## What the task asks
Copy verbatim the stretch of lines from the start of the lines below through the line containing "Please outline every instance of the finger.". Omit the pictures from your answer.

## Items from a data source
+++
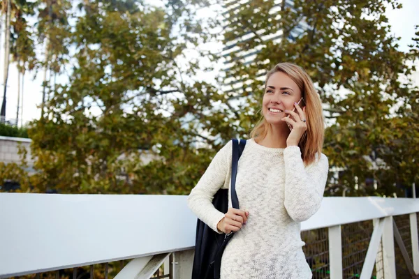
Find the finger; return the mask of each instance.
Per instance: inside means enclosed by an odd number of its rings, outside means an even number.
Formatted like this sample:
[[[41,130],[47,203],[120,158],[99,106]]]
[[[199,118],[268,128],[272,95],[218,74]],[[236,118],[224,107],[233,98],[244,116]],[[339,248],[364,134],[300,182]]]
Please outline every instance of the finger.
[[[242,219],[242,222],[246,222],[247,220],[247,216],[246,216],[246,211],[244,211],[244,210],[241,210],[241,209],[233,209],[232,208],[231,210],[230,211],[231,212],[231,213],[237,215],[238,216],[240,216]],[[237,217],[238,218],[238,217]]]
[[[288,118],[288,117],[281,118],[281,120],[288,123],[288,124],[291,124],[293,127],[294,127],[294,125],[295,125],[297,123],[295,121],[293,121],[291,118]]]
[[[237,227],[240,228],[240,229],[243,226],[243,224],[242,224],[240,222],[235,221],[235,220],[228,220],[226,225],[230,225],[230,226]]]
[[[231,225],[227,225],[226,226],[226,231],[227,231],[228,233],[230,232],[237,232],[239,229],[240,229],[240,227],[236,227],[236,226],[232,226]]]
[[[243,217],[239,215],[229,215],[228,218],[233,221],[239,222],[240,224],[243,223]]]
[[[286,110],[285,113],[288,114],[289,115],[292,115],[294,117],[294,119],[297,121],[300,121],[300,115],[297,112],[293,112],[291,110]]]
+++
## Finished task
Find the finger; return the mask of each instance.
Per instance: inside means enclosed by an odd number of its rings, outside means an even number.
Formatted like this sample:
[[[41,130],[47,203],[120,158],[99,106]]]
[[[199,118],[268,128],[272,95],[218,74]],[[236,118],[224,107],[233,98],[244,116]],[[339,248],[364,134],[300,182]]]
Please outline every instance of the finger.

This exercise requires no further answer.